What you will do:
The required output is the line containing "the cap brim." through the final line of the material below, printed exactly, with no other lines.

Named-object pointing records:
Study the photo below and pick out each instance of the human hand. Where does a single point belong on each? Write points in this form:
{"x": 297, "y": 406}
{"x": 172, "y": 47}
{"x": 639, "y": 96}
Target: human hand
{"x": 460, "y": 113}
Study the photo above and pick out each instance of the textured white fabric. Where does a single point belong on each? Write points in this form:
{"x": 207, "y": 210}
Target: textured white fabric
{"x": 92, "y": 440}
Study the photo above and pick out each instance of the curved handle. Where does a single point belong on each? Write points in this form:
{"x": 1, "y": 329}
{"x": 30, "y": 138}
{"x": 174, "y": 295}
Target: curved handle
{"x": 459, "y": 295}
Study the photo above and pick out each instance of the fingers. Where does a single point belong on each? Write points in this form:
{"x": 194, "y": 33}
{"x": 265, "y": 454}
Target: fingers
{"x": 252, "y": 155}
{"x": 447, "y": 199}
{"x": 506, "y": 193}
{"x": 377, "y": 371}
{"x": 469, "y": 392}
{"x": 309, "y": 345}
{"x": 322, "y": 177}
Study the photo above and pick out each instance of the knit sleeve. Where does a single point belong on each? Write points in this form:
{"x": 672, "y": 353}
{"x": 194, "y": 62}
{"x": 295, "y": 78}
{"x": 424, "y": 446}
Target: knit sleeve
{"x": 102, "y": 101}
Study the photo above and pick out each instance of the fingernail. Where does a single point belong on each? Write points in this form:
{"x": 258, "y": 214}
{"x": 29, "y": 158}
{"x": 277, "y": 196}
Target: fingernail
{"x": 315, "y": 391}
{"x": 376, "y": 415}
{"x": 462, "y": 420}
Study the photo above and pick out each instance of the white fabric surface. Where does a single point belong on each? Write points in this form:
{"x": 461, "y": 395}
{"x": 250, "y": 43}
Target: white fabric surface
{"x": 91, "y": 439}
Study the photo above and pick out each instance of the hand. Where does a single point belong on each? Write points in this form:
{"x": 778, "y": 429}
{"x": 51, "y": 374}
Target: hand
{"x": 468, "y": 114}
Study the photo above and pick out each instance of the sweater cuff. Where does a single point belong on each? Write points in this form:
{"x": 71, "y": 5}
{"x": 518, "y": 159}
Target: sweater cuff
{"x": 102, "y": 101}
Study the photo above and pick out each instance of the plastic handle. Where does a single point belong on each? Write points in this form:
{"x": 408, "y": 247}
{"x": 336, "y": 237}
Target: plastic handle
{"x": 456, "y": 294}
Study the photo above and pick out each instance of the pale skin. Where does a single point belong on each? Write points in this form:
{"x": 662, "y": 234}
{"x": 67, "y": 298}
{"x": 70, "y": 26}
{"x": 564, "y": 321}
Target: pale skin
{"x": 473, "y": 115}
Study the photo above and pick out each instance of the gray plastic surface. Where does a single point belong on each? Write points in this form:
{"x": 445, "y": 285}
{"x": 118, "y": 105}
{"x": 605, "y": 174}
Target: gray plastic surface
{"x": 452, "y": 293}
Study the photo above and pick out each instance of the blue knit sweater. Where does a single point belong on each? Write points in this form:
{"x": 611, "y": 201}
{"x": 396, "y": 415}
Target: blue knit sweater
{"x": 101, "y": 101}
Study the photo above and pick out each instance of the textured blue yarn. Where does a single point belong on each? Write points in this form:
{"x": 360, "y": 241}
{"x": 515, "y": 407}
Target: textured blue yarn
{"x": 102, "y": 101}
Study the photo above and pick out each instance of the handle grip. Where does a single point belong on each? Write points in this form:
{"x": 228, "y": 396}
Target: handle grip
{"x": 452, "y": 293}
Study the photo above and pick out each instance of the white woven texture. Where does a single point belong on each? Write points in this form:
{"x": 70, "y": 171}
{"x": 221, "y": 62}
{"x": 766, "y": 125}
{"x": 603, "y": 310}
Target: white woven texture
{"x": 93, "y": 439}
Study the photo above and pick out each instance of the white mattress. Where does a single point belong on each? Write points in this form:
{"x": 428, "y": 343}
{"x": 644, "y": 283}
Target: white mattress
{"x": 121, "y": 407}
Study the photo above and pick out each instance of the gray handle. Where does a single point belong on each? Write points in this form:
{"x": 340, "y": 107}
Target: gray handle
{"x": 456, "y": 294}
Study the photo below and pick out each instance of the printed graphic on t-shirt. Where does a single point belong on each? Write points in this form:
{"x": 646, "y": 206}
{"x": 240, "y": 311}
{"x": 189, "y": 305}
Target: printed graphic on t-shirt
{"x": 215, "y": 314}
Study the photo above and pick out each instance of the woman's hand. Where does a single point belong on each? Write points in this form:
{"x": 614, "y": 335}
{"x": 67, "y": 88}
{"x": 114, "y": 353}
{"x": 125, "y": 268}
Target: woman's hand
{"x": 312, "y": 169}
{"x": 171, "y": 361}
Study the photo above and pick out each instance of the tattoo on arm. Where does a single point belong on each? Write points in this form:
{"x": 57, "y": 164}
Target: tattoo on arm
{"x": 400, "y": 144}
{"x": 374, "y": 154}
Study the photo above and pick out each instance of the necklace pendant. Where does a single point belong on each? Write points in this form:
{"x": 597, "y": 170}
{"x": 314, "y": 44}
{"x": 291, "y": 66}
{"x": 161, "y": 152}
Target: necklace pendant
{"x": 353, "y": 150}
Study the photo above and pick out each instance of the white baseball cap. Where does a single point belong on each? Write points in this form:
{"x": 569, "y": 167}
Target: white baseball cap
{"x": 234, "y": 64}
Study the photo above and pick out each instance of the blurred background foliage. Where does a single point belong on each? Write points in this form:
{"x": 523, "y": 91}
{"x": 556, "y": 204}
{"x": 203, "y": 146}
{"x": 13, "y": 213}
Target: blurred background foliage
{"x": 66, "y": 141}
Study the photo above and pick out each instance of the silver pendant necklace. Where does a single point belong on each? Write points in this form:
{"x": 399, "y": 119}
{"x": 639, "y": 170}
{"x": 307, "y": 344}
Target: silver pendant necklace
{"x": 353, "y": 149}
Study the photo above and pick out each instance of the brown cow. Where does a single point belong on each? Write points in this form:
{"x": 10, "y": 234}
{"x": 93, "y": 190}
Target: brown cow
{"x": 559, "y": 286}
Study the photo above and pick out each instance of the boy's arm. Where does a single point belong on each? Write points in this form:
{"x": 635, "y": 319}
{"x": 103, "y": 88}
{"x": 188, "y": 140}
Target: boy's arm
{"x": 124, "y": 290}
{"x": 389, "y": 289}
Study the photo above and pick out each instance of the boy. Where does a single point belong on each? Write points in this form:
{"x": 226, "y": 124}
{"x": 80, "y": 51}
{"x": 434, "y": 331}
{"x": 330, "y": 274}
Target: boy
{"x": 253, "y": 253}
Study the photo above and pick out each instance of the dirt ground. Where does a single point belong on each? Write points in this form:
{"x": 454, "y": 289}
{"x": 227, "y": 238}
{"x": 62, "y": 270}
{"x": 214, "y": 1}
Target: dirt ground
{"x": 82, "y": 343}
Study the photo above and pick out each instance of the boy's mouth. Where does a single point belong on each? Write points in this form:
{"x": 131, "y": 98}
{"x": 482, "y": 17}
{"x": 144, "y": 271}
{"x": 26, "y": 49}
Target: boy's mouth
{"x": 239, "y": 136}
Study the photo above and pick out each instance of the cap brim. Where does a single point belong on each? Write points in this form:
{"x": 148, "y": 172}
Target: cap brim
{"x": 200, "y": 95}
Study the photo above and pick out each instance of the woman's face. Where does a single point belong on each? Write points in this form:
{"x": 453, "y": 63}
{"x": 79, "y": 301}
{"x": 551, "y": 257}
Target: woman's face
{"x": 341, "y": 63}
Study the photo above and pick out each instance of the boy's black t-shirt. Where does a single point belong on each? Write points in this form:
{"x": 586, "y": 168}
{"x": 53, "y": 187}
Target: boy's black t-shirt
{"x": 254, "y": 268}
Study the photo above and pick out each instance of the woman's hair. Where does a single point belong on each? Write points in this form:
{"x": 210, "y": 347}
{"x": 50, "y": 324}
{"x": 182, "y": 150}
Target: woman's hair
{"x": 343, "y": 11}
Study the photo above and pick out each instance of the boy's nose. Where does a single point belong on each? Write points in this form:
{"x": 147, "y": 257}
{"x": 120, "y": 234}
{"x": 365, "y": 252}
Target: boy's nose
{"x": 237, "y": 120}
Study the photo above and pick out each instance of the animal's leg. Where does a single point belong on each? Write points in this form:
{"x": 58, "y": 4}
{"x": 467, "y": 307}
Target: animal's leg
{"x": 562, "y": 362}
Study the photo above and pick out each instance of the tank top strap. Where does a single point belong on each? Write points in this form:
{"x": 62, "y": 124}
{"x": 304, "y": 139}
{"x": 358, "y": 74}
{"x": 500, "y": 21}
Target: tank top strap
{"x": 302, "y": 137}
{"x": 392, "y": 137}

Exercise answer:
Study the photo above and pick out each instance of the cap brim. Where does a single point belong on each? Write points in this form:
{"x": 148, "y": 172}
Target: cap brim
{"x": 200, "y": 95}
Study the photo above and pick out each instance of the woman's face. Where does a single point belong on each? Write points in this form:
{"x": 453, "y": 63}
{"x": 79, "y": 301}
{"x": 551, "y": 257}
Target: woman's face
{"x": 341, "y": 63}
Study the photo above and pick out each instance of the boy's black t-shirt. Where does a single point belong on each? Write points in this form:
{"x": 586, "y": 168}
{"x": 53, "y": 187}
Target: boy's black t-shirt
{"x": 254, "y": 268}
Study the photo above and pick out each instance of the woman's hair. Where does a single point belong on each? Write points in this form:
{"x": 210, "y": 347}
{"x": 50, "y": 324}
{"x": 182, "y": 150}
Target: woman's hair
{"x": 343, "y": 11}
Study the photo above and pick out each instance of the boy's nose. Where does a single point belong on each? Write points in this form:
{"x": 147, "y": 257}
{"x": 120, "y": 234}
{"x": 365, "y": 252}
Target: boy's nose
{"x": 237, "y": 120}
Study the photo above and pick out each instance of the animal's leg. Where does a single point belong on each? Write points in this form:
{"x": 58, "y": 4}
{"x": 467, "y": 307}
Target: animal's leg
{"x": 562, "y": 362}
Study the photo above and pick out each instance of the tank top strap. Where does a single point belong on each? Write points in this form:
{"x": 62, "y": 124}
{"x": 304, "y": 139}
{"x": 358, "y": 74}
{"x": 500, "y": 21}
Target: tank top strap
{"x": 302, "y": 137}
{"x": 392, "y": 137}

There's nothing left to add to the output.